- _Document excerpt_
- - -

Merchants, cut-offs and spillovers at the same time
2023-04-04 17:10

When a region is courting major projects, any progress is typically kept under wraps.

The slightest hint of a project’s development can trigger a rush of competitors trying to “scoop it up.”

Conversely, there’s nothing wrong with companies “shopping around” and choosing the best location to “settle down.”

Moreover, with the trend of industrial relocation, it is perfectly normal for companies to relocate...

Economic development follows certain patterns, and the growth of enterprises is no exception. Attracting investment does not mean acting as a mere “porter.”

Two phenomena are inevitable: “scooping up” opportunities on one hand and “spillover” on the other—a situation that worries many localities.

Of course, it’s wise to be vigilant even in times of peace. However, if we truly focus on “developing industries, creating a favorable environment, and optimizing services,” why would we worry about failing to attract businesses?

Accidentally Snapped Up

A project with an annual output value of 300 million yuan secured in the time it takes to drink a cup of coffee.

Let me tell you, this is a “swooped-up” project. In the past, this might have been hard to believe. But now, it’s true—opportunities last only as long as a cup of coffee.

I’ve even heard of a “southern star city” being snatched away—a northern fund spent 10 million yuan to block “technology spillover,” directly causing the company to “abandon the south and settle in the north.”

- - -

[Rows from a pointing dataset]

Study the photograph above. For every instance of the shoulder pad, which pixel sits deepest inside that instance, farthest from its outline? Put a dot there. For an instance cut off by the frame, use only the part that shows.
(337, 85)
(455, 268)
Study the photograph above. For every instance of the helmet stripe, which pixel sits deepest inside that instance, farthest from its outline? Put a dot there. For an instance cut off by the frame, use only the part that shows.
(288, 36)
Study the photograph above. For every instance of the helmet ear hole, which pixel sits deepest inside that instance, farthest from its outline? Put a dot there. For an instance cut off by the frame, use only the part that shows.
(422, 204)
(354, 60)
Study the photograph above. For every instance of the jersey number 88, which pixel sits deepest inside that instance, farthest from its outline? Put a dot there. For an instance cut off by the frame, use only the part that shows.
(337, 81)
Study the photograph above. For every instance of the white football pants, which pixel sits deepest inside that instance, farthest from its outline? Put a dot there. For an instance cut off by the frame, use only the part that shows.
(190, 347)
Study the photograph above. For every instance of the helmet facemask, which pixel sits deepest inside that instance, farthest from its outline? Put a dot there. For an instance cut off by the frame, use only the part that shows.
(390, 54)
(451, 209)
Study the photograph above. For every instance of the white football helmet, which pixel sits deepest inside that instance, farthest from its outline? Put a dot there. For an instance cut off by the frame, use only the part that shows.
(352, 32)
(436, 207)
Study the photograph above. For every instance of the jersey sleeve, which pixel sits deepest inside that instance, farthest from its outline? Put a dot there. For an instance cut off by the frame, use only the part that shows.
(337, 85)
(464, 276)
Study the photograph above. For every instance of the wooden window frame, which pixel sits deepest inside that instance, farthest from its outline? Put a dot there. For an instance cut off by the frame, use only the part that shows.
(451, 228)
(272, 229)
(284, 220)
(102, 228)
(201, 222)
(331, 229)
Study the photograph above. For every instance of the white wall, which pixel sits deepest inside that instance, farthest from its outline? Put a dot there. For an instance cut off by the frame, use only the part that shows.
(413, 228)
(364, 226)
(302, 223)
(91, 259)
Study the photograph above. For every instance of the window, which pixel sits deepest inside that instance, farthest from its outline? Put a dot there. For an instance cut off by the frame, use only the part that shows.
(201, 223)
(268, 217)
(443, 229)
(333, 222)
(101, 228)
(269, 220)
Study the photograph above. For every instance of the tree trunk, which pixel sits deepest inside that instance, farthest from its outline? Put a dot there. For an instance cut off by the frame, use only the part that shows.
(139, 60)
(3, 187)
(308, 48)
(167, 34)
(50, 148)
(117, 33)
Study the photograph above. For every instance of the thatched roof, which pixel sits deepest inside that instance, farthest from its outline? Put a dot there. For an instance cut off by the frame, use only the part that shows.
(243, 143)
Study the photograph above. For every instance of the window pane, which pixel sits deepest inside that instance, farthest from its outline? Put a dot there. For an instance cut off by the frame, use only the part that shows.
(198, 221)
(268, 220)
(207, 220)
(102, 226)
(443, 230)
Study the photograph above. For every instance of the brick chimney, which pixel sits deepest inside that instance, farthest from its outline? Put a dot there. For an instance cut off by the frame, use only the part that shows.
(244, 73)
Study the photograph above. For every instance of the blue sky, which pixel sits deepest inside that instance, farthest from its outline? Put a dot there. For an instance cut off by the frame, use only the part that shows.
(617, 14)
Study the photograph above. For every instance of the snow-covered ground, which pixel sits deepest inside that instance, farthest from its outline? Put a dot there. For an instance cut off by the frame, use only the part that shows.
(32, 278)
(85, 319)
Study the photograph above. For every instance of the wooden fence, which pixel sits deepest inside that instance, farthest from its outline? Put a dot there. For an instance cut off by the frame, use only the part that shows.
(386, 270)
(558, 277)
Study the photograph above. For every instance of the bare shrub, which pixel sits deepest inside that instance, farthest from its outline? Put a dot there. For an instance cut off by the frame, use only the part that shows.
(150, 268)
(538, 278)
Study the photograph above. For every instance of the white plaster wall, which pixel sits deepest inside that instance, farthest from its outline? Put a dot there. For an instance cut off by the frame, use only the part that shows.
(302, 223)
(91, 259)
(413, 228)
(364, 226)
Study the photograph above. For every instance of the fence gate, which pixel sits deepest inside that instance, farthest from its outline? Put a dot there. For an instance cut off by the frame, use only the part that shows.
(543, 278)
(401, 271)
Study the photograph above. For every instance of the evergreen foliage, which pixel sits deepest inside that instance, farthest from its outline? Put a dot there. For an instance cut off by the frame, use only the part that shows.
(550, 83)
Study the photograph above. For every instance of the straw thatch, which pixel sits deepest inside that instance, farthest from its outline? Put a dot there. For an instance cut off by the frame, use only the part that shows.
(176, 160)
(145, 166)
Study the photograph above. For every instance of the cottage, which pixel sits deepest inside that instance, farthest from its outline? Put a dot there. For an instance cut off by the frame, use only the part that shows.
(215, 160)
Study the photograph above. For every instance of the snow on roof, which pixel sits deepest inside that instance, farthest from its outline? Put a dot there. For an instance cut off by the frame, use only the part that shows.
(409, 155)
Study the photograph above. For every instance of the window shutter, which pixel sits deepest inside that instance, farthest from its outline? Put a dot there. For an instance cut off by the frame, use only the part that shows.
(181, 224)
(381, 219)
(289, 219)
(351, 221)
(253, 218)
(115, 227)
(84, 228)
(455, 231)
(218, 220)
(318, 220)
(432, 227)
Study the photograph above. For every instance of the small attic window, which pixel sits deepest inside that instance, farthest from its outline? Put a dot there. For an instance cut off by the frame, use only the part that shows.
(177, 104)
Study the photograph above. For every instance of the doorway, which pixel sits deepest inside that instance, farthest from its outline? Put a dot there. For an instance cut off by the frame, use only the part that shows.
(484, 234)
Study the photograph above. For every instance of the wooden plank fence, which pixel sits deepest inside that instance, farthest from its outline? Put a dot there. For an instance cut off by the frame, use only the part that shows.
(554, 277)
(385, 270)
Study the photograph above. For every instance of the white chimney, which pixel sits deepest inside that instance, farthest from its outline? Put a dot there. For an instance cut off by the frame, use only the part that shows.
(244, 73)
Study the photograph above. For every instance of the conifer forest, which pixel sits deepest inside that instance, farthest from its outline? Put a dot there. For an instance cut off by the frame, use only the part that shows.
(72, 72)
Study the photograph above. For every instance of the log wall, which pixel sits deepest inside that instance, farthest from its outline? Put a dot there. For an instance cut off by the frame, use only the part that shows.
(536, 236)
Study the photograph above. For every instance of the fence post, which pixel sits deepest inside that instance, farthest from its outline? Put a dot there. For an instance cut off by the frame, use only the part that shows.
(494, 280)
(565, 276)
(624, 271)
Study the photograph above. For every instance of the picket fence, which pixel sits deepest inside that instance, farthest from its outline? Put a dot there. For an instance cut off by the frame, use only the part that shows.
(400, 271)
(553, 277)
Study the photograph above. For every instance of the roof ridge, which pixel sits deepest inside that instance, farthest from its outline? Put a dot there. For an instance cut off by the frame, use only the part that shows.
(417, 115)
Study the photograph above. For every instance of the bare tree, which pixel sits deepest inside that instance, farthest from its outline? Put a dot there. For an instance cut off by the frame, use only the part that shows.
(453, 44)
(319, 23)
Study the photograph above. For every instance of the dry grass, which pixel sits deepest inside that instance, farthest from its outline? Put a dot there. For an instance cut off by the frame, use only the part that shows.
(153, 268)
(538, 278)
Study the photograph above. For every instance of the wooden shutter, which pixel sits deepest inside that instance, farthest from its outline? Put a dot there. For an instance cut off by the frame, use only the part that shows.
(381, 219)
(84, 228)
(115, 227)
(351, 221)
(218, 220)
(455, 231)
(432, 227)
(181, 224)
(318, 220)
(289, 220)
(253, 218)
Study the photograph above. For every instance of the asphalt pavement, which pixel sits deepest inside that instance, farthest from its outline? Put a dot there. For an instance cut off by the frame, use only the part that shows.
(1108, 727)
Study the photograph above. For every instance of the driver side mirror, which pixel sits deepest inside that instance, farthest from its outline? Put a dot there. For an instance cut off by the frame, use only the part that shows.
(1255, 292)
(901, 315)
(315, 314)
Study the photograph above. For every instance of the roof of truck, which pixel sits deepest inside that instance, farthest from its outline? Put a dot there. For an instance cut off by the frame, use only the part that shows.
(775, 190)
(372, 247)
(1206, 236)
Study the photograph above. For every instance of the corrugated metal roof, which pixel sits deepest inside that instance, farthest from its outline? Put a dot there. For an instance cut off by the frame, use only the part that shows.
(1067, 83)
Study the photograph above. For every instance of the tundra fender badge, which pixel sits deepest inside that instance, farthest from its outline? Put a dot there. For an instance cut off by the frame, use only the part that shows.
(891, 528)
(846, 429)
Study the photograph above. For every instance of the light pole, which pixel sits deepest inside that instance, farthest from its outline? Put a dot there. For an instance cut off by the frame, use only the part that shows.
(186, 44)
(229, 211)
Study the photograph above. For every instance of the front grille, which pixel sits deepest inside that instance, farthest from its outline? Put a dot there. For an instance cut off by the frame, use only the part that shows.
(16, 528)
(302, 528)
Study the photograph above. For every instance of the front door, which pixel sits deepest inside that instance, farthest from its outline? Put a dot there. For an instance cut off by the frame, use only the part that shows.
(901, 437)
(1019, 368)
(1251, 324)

- - -

- _Set problem_
In the article on attracting investment, what annual output value did the project secured "in the time it takes to drink a cup of coffee" have? You don't need the items for this.

- _Answer to this exercise_
300 million yuan